→ **What the task requires**: State how many lines of the entries below hold the word "mouth"; reply with nothing but the number.

START Records

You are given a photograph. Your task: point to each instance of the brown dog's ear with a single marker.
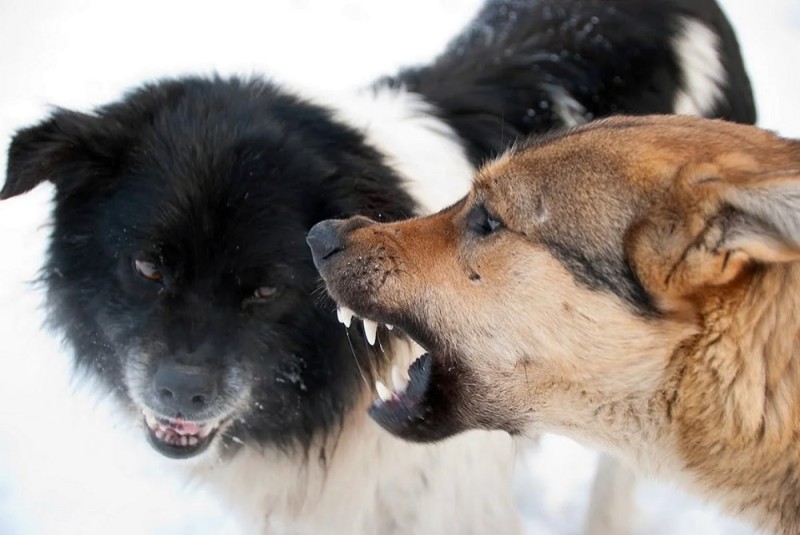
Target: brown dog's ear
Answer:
(710, 229)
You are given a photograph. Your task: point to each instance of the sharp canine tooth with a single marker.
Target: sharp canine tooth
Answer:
(398, 380)
(150, 418)
(383, 392)
(345, 315)
(371, 330)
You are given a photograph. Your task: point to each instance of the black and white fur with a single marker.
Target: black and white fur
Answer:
(211, 184)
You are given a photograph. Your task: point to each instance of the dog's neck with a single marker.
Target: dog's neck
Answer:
(736, 418)
(724, 420)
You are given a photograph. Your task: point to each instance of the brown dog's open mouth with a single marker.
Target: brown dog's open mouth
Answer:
(177, 438)
(406, 408)
(419, 406)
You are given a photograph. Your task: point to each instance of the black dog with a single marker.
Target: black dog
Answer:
(178, 268)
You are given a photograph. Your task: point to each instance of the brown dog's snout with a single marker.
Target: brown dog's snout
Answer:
(328, 237)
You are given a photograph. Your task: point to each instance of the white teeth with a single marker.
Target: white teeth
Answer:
(345, 315)
(399, 381)
(371, 331)
(383, 392)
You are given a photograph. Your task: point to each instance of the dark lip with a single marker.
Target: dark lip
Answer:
(177, 451)
(405, 413)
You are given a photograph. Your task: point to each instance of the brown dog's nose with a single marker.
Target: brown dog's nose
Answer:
(328, 237)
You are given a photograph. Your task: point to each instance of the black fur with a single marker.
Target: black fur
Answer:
(505, 73)
(215, 182)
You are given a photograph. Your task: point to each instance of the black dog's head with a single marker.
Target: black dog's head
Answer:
(178, 267)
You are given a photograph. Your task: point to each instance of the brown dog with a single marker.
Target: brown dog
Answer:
(633, 283)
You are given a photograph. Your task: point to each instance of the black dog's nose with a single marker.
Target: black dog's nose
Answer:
(184, 389)
(324, 239)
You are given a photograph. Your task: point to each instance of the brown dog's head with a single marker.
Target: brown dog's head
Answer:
(574, 269)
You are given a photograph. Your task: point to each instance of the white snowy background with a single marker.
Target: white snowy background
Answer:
(66, 465)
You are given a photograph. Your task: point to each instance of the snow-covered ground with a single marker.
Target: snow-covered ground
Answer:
(65, 467)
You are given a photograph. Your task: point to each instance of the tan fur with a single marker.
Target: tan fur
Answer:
(704, 385)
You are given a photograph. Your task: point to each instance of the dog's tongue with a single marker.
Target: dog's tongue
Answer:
(183, 427)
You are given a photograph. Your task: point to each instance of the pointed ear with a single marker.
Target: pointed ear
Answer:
(63, 149)
(712, 230)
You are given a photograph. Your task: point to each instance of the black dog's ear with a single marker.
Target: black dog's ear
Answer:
(64, 149)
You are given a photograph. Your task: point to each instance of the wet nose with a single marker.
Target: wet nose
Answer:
(328, 237)
(184, 389)
(324, 239)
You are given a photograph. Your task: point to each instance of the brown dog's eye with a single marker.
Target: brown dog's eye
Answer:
(481, 221)
(265, 292)
(148, 270)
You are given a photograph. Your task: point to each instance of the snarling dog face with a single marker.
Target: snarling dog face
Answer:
(572, 272)
(177, 267)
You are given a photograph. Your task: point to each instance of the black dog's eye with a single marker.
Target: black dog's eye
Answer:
(481, 221)
(265, 292)
(148, 270)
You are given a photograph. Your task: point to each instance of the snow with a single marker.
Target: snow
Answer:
(65, 466)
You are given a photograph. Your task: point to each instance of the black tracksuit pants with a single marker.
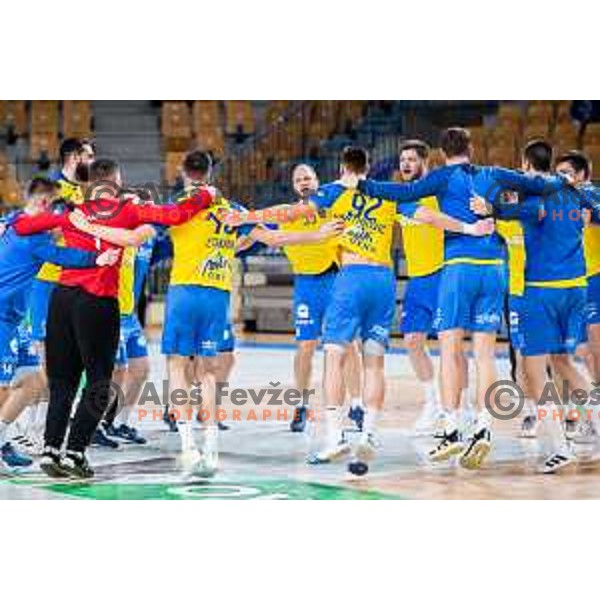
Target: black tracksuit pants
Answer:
(82, 335)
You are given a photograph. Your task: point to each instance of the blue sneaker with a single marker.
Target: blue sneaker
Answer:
(102, 440)
(14, 458)
(357, 414)
(298, 424)
(124, 432)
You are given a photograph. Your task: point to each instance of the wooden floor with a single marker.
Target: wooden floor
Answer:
(262, 459)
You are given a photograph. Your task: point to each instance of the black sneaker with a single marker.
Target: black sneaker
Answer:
(451, 444)
(51, 463)
(76, 465)
(478, 447)
(571, 427)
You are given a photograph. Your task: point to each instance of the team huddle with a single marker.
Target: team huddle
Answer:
(483, 245)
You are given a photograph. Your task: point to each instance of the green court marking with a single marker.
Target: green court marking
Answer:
(271, 489)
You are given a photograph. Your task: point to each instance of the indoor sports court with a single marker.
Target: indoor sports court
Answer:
(263, 460)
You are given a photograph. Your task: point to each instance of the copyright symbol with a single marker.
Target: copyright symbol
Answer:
(500, 407)
(100, 198)
(95, 397)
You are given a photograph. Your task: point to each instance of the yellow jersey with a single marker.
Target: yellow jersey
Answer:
(423, 243)
(309, 259)
(71, 193)
(126, 279)
(369, 221)
(591, 245)
(512, 233)
(204, 249)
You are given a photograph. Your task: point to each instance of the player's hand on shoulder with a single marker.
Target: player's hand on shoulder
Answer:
(79, 220)
(331, 229)
(481, 228)
(349, 180)
(108, 258)
(480, 206)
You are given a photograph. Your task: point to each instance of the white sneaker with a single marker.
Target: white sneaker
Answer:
(27, 444)
(209, 455)
(189, 460)
(330, 454)
(366, 449)
(557, 462)
(428, 420)
(585, 433)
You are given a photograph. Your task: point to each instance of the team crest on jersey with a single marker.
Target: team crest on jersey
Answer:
(302, 311)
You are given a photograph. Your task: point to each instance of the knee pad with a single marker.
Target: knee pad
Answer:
(373, 348)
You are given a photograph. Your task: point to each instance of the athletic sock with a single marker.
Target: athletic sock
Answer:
(372, 418)
(484, 419)
(431, 395)
(357, 402)
(40, 417)
(4, 425)
(333, 418)
(186, 435)
(450, 420)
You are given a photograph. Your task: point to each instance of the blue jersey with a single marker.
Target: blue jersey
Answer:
(454, 186)
(21, 258)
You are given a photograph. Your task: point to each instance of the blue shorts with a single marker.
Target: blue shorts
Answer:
(132, 341)
(195, 320)
(420, 304)
(363, 301)
(471, 297)
(553, 320)
(39, 301)
(311, 297)
(228, 340)
(593, 300)
(16, 350)
(515, 318)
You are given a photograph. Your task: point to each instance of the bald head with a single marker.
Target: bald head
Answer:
(304, 180)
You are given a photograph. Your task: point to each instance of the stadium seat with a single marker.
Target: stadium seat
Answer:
(540, 111)
(501, 156)
(239, 117)
(206, 114)
(510, 112)
(566, 134)
(43, 143)
(534, 131)
(591, 134)
(10, 193)
(44, 117)
(563, 111)
(76, 118)
(16, 116)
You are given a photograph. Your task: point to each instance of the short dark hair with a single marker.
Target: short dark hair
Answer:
(41, 185)
(197, 164)
(102, 169)
(356, 159)
(420, 147)
(68, 147)
(578, 160)
(455, 141)
(539, 154)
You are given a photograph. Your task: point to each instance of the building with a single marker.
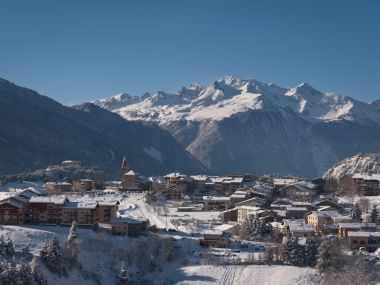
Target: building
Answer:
(367, 184)
(129, 226)
(295, 212)
(46, 209)
(54, 188)
(245, 212)
(215, 239)
(320, 218)
(216, 203)
(369, 240)
(70, 164)
(345, 228)
(12, 212)
(82, 212)
(82, 185)
(301, 191)
(230, 215)
(298, 228)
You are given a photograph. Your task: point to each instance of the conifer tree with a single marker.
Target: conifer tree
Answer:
(356, 213)
(374, 215)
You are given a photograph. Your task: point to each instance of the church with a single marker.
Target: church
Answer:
(130, 179)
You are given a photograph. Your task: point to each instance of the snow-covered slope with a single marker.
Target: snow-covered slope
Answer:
(247, 125)
(231, 95)
(360, 163)
(119, 100)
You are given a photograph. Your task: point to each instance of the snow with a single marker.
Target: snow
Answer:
(251, 274)
(229, 96)
(156, 154)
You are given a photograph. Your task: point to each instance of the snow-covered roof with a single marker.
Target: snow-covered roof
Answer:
(366, 176)
(216, 198)
(131, 173)
(52, 199)
(363, 234)
(357, 225)
(129, 220)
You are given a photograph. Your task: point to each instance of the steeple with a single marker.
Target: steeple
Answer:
(124, 167)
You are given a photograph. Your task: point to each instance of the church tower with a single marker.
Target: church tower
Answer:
(124, 168)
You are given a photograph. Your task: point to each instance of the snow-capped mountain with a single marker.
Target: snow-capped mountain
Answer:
(360, 163)
(120, 100)
(247, 125)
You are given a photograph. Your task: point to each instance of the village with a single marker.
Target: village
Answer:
(235, 219)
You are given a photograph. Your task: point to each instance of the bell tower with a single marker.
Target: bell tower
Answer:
(124, 167)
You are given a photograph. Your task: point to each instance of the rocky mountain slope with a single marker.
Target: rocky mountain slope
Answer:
(247, 125)
(359, 163)
(36, 131)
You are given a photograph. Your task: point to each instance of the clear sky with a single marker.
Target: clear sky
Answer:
(81, 50)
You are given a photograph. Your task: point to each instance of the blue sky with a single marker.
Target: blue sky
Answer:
(76, 51)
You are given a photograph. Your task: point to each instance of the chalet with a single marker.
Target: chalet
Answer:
(83, 213)
(129, 226)
(230, 215)
(330, 202)
(302, 191)
(215, 239)
(46, 209)
(345, 228)
(298, 228)
(295, 212)
(367, 185)
(216, 203)
(70, 164)
(82, 185)
(320, 218)
(369, 240)
(12, 212)
(58, 187)
(254, 202)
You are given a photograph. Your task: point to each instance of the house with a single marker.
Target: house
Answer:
(329, 204)
(244, 212)
(46, 209)
(298, 228)
(367, 184)
(344, 228)
(216, 203)
(254, 202)
(70, 164)
(82, 185)
(295, 212)
(215, 239)
(57, 187)
(106, 210)
(302, 191)
(82, 212)
(177, 185)
(129, 226)
(12, 212)
(369, 240)
(230, 215)
(320, 218)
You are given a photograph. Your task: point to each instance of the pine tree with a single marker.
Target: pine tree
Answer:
(268, 256)
(26, 255)
(328, 257)
(25, 273)
(356, 213)
(374, 215)
(72, 245)
(123, 275)
(51, 255)
(311, 251)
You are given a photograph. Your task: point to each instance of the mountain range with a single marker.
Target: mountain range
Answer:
(250, 126)
(36, 131)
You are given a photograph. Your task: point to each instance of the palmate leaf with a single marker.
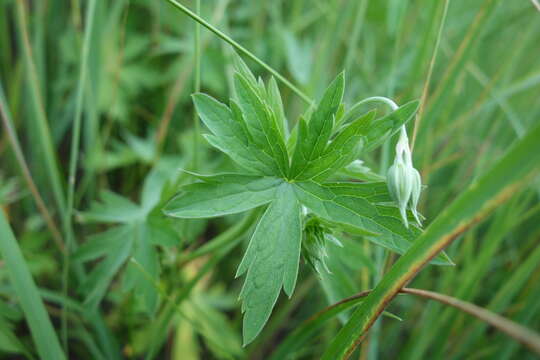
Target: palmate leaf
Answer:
(231, 136)
(349, 204)
(271, 260)
(253, 132)
(137, 232)
(233, 193)
(343, 149)
(313, 136)
(261, 123)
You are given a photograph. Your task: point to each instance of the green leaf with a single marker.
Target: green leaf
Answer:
(113, 208)
(37, 318)
(146, 256)
(261, 123)
(343, 149)
(274, 100)
(313, 136)
(508, 176)
(383, 128)
(348, 204)
(101, 244)
(98, 280)
(236, 193)
(231, 136)
(271, 260)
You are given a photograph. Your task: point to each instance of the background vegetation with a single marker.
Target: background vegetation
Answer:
(135, 284)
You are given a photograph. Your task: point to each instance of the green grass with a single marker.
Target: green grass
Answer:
(99, 131)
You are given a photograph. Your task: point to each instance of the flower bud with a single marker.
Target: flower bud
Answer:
(400, 184)
(314, 245)
(415, 194)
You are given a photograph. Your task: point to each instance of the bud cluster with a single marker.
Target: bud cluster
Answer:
(314, 245)
(404, 182)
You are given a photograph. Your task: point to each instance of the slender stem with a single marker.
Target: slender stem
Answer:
(197, 59)
(241, 49)
(25, 170)
(430, 72)
(516, 331)
(74, 155)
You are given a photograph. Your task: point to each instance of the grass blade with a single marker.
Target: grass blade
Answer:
(40, 325)
(473, 205)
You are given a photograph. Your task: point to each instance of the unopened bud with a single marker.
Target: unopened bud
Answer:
(404, 183)
(400, 185)
(415, 194)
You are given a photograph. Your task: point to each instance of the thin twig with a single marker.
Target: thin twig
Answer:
(516, 331)
(418, 117)
(241, 49)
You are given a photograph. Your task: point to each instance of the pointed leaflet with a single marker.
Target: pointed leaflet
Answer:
(274, 100)
(236, 193)
(312, 140)
(343, 149)
(261, 122)
(271, 260)
(231, 135)
(349, 206)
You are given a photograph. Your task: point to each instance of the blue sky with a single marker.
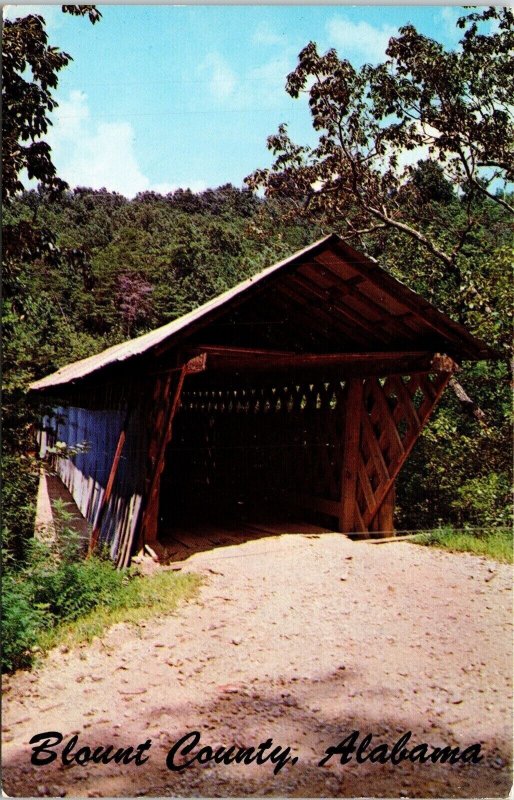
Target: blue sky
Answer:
(159, 97)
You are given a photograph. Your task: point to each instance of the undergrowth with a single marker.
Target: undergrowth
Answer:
(56, 595)
(496, 543)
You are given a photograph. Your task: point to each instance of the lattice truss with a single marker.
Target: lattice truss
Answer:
(390, 417)
(341, 441)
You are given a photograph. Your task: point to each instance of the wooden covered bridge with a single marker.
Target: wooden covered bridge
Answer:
(301, 391)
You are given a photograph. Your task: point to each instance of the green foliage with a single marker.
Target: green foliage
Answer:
(493, 543)
(455, 106)
(54, 591)
(30, 68)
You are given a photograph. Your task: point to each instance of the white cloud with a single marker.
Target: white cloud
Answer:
(97, 154)
(222, 79)
(449, 17)
(359, 40)
(166, 188)
(266, 36)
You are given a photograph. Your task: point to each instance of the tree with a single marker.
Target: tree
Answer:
(30, 70)
(453, 109)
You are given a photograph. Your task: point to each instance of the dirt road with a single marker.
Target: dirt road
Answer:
(299, 639)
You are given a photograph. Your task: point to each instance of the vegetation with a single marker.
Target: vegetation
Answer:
(453, 109)
(56, 596)
(85, 269)
(495, 543)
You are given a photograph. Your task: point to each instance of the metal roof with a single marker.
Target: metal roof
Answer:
(389, 290)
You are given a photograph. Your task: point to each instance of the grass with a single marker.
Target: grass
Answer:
(133, 602)
(495, 543)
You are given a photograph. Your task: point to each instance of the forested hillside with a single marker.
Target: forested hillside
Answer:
(113, 268)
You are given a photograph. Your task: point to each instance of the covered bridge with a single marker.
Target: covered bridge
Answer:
(301, 391)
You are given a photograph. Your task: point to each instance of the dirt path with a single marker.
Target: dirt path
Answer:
(300, 639)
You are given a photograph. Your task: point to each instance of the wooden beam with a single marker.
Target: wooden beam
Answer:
(348, 520)
(221, 358)
(93, 542)
(409, 441)
(161, 438)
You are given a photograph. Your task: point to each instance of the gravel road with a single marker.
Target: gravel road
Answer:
(299, 638)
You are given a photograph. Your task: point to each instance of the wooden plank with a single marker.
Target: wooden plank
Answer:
(409, 442)
(351, 440)
(405, 400)
(110, 484)
(366, 485)
(375, 451)
(385, 515)
(385, 413)
(321, 504)
(372, 363)
(149, 523)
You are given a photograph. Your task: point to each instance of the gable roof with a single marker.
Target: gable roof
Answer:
(336, 284)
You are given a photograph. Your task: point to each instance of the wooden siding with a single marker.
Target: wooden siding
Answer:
(86, 473)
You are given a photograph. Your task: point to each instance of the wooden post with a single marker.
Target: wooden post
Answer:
(160, 438)
(348, 518)
(384, 518)
(150, 521)
(93, 542)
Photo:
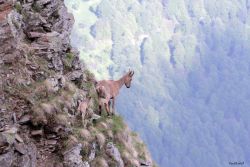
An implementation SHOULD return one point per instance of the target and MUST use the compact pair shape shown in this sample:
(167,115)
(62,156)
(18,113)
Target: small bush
(118,124)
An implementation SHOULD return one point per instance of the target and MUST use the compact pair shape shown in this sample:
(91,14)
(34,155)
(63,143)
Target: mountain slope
(42,85)
(190,96)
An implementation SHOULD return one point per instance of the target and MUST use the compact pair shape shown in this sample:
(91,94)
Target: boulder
(72,157)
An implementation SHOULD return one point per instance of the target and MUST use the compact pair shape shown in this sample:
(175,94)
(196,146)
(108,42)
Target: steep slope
(42,85)
(190,96)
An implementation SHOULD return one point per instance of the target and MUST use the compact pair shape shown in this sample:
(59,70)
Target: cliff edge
(42,84)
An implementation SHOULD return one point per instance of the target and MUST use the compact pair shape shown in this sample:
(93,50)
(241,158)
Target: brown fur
(109,89)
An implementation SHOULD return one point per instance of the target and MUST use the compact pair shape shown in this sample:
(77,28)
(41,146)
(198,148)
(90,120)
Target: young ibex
(108,90)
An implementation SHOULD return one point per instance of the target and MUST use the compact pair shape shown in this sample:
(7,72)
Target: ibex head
(128,78)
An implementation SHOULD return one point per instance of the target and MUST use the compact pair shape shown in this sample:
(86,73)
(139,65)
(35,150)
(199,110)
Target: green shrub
(18,7)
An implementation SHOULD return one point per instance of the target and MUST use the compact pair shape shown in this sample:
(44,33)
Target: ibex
(108,90)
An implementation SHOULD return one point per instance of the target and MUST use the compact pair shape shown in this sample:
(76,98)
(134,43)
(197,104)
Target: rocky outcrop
(48,102)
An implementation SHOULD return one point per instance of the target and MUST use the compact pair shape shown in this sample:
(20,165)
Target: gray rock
(20,147)
(72,157)
(114,153)
(92,152)
(7,159)
(74,75)
(24,119)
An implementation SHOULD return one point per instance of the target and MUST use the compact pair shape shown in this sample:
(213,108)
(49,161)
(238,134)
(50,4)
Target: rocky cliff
(48,101)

END Records

→ **Task output**: 2